[Dataset excerpt]
- - -

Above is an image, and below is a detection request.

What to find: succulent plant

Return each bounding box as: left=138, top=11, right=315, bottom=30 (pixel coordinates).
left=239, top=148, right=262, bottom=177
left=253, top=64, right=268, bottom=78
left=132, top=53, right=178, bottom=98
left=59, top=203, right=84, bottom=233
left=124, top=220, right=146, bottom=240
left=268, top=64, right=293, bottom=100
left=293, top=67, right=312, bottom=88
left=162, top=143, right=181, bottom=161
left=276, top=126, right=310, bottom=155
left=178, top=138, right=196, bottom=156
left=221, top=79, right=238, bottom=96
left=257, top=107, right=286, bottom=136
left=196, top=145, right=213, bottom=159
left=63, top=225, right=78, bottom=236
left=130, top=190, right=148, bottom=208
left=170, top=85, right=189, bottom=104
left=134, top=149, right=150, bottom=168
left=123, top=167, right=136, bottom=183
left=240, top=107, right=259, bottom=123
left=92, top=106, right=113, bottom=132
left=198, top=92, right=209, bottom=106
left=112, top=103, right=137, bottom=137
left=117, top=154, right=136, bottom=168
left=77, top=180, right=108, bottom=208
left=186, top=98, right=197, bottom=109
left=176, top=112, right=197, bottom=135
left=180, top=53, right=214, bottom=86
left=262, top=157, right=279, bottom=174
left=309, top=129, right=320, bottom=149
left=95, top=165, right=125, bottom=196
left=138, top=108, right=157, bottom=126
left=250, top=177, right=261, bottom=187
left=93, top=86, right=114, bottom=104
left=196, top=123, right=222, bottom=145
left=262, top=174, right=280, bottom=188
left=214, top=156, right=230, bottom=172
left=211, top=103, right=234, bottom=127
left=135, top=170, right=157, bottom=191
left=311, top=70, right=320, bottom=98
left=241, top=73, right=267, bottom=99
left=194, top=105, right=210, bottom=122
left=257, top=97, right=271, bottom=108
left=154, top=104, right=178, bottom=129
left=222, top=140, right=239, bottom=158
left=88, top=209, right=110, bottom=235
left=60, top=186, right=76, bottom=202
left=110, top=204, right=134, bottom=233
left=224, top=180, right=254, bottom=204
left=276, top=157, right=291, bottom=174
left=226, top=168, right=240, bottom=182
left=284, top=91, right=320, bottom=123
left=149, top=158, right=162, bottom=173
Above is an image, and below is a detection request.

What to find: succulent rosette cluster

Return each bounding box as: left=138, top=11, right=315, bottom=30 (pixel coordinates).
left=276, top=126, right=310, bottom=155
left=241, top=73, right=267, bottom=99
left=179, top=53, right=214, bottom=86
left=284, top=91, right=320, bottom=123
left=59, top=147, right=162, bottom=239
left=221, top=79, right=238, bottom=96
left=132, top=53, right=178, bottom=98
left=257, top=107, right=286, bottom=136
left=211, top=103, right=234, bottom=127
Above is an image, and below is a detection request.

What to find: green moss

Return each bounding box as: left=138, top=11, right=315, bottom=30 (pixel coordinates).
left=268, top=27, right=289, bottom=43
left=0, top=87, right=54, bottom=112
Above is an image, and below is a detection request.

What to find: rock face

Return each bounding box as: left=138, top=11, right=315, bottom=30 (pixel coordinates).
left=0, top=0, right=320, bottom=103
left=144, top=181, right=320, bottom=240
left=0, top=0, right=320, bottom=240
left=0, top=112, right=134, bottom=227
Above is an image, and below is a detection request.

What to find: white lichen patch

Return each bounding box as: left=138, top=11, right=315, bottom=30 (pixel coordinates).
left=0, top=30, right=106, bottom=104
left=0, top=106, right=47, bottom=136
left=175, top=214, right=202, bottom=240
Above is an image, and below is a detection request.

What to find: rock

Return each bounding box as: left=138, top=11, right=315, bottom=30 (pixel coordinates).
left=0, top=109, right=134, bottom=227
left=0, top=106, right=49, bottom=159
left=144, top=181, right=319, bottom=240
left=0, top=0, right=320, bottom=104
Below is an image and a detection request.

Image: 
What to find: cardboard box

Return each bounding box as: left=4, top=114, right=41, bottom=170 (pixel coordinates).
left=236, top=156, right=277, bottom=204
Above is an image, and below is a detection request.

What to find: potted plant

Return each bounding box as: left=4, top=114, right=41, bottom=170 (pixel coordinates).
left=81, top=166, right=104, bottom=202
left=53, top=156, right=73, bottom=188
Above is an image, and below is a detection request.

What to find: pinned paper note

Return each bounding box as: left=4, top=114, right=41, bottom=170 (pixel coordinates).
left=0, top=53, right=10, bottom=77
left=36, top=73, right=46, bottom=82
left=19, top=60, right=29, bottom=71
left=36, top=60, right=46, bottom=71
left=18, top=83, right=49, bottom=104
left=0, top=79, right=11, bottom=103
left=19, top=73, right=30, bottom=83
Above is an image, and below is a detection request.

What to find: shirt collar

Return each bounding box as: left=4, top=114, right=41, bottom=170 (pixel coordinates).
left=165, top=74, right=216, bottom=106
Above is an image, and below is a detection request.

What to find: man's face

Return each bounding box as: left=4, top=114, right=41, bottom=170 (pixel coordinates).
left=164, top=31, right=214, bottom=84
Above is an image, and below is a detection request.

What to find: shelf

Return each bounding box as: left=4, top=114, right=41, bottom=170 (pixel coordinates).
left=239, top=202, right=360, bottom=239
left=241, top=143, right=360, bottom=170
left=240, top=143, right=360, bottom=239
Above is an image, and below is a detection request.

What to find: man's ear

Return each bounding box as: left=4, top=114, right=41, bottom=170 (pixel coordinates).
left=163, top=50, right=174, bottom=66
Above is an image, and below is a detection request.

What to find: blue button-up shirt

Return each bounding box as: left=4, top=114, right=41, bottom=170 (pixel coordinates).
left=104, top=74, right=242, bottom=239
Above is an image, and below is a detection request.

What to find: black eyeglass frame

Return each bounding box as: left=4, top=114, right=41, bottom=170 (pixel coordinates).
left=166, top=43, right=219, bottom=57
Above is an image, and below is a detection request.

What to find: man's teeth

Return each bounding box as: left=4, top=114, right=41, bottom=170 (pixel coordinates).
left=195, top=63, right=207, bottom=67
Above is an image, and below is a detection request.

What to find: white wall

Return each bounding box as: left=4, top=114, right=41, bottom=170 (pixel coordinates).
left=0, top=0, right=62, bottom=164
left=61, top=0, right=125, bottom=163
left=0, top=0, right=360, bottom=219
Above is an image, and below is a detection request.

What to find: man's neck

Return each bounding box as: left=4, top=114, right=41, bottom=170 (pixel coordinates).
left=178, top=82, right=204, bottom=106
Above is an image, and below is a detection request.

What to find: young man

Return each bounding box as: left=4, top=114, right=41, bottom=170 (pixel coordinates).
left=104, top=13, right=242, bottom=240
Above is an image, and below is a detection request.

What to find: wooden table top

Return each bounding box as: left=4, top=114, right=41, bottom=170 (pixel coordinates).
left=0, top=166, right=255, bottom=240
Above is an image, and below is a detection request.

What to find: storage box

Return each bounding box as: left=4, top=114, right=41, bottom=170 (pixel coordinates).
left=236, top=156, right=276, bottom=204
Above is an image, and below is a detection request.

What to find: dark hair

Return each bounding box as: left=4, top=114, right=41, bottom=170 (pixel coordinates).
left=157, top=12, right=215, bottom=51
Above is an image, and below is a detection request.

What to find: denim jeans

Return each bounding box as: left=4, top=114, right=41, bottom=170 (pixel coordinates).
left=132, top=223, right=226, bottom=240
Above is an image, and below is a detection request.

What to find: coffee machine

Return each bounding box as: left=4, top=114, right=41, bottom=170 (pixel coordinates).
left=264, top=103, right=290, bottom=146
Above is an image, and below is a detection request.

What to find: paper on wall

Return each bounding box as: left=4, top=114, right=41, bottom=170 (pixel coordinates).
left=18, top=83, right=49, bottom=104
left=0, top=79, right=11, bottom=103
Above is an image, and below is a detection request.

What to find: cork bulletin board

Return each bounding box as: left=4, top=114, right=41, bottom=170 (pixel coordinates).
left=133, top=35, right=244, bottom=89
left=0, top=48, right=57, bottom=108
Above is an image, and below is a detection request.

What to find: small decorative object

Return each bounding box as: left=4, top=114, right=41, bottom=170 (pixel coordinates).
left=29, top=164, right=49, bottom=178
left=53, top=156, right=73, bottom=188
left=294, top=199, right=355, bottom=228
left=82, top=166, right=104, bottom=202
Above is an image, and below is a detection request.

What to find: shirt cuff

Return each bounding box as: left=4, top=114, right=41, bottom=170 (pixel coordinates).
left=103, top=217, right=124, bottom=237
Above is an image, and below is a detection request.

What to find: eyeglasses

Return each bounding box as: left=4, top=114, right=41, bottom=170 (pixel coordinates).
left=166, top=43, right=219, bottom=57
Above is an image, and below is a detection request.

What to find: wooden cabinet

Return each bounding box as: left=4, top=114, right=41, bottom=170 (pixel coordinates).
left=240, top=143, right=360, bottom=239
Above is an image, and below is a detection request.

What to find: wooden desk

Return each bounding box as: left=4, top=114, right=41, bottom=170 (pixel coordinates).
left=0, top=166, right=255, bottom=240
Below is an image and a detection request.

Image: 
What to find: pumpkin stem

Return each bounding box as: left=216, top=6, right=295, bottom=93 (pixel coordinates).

- - -

AIM OF THE EXERCISE >> Swap "succulent plant" for "potted plant" in the data from the first line up to and including the line with "left=293, top=67, right=312, bottom=88", and leave everything else unchanged.

REPLY >>
Above is an image, and below is a detection request.

What to find: potted plant

Return each bounding box as: left=138, top=11, right=315, bottom=30 (pixel coordinates).
left=239, top=148, right=262, bottom=177
left=253, top=64, right=268, bottom=78
left=132, top=53, right=178, bottom=98
left=59, top=203, right=84, bottom=233
left=124, top=220, right=146, bottom=240
left=268, top=64, right=293, bottom=100
left=293, top=67, right=312, bottom=88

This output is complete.